=== Begin Enclosure ===

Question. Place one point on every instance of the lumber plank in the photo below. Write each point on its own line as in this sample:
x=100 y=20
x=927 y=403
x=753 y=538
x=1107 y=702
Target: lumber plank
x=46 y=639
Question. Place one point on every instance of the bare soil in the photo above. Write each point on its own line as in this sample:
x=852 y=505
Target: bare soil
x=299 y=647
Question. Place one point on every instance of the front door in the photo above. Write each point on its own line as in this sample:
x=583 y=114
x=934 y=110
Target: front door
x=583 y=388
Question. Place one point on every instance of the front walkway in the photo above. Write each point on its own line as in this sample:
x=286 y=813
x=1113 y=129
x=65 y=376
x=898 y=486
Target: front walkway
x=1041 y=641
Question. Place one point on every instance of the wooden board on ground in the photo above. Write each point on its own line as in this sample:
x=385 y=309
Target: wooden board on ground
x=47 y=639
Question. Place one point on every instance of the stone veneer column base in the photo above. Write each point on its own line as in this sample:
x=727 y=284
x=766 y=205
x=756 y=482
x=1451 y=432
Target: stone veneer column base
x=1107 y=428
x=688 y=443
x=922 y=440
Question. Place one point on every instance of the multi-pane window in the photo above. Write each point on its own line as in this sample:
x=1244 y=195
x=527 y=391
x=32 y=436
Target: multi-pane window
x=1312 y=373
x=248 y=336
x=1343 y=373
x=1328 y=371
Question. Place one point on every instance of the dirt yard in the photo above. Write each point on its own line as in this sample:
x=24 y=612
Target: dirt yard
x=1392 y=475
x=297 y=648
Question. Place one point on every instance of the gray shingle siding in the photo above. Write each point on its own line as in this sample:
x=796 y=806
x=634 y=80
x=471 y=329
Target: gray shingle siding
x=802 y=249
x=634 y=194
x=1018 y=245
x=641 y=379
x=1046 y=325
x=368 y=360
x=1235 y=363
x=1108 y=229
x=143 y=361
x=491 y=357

=== End Enclosure ===

**What needs to be done**
Repeat the data word for word, leaving out no line.

**Task answer**
Question. Place one point on every instance of the lumber plank in the photo below. Write each point on its own line as in this sample:
x=100 y=20
x=927 y=403
x=753 y=538
x=1107 y=702
Target: lumber plank
x=46 y=639
Question. Place one point on every instance of the bare soil in the photo above. Write each point on its own line as in this sample:
x=852 y=505
Target: bare soil
x=299 y=647
Question. Place one point on every instance of the front door in the photo above. Write each point on its own line as in this sample:
x=583 y=114
x=934 y=110
Target: front door
x=583 y=388
Question. Place one point on every instance of the front walkway in the photo above. Write each point on its own line as in this sample:
x=286 y=813
x=1113 y=129
x=65 y=376
x=898 y=486
Target: front walkway
x=1041 y=641
Question. Place one point on every instance of the wooden board on ground in the photo above. Write each point on its own line as in this sample:
x=385 y=309
Target: wooden board on ground
x=47 y=639
Question. Place one point on every instance of the stone veneer column base in the photo above. Write each point on its own line as in this sample:
x=727 y=284
x=766 y=205
x=756 y=482
x=1451 y=432
Target: stone veneer column base
x=1107 y=428
x=688 y=443
x=922 y=440
Question. Place one point on every instance of the multi-pane window in the photo above. Write each point on its own line as in this sample:
x=1244 y=195
x=527 y=391
x=32 y=436
Target: multi-pane window
x=1312 y=373
x=248 y=336
x=1343 y=373
x=1328 y=371
Question. Place one point on every instance of the dirt yard in the photo above. Write each point on its own line as in this sample:
x=24 y=612
Target: dirt yard
x=1392 y=475
x=297 y=648
Question. Place one point on every instance of the gray shingle siding in the photo above. Write each point on its own line as in this sample:
x=796 y=806
x=634 y=80
x=471 y=329
Target: gray shingle siding
x=802 y=249
x=634 y=194
x=1018 y=245
x=641 y=379
x=1046 y=325
x=368 y=360
x=1235 y=363
x=1108 y=229
x=143 y=361
x=491 y=357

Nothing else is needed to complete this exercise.